Work required
Render the entire listing below as a JSON array of strings, one string per line. Skip blank lines and leave the pictures out.

Extracted data
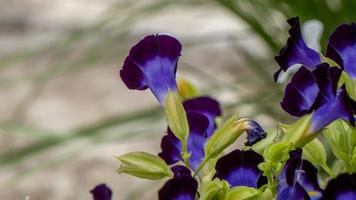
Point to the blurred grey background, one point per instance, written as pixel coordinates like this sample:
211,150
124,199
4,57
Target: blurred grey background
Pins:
64,112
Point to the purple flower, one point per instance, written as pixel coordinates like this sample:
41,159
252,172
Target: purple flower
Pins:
298,179
342,187
152,63
255,132
201,113
101,192
296,51
316,92
181,187
342,48
239,168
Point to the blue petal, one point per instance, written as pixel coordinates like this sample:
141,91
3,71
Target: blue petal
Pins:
181,187
301,172
296,51
300,93
152,62
343,187
295,192
338,108
101,192
239,168
342,48
171,146
255,133
206,105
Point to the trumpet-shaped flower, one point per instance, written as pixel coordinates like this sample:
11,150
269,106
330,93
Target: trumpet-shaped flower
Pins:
343,187
240,168
152,63
316,92
181,187
298,179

Output of the task
[
  "Point to the blurred grey background, one point per instance, written as pixel coordinates like this sample:",
  "211,150",
  "124,199",
  "4,57",
  "Target: blurred grey background",
  "Pins:",
  "64,112",
  "Point to the purple flower, one point per instance, written as pixel coordinates like this sample:",
  "41,159",
  "252,172",
  "Target: purple flower",
  "Pins:",
  "298,179",
  "342,187",
  "152,63",
  "255,132",
  "201,113",
  "101,192",
  "296,51",
  "316,92",
  "181,187",
  "342,48",
  "239,168",
  "Point to the blue petal, one point per instance, written as pixel coordinates like this sample:",
  "141,91",
  "3,71",
  "Target: blue petal",
  "Pins:",
  "181,187",
  "301,172",
  "296,51",
  "300,93",
  "152,62",
  "343,187",
  "295,192",
  "338,108",
  "101,192",
  "239,168",
  "342,48",
  "171,146",
  "255,133",
  "206,105",
  "Point to the trumpet-shaped flower, one point per instance, written as pixel coordinates like this sample:",
  "11,150",
  "269,106",
  "330,93",
  "Target: trumpet-shaped flower",
  "Pins:",
  "343,187",
  "240,168",
  "152,63",
  "316,92",
  "181,187",
  "298,179"
]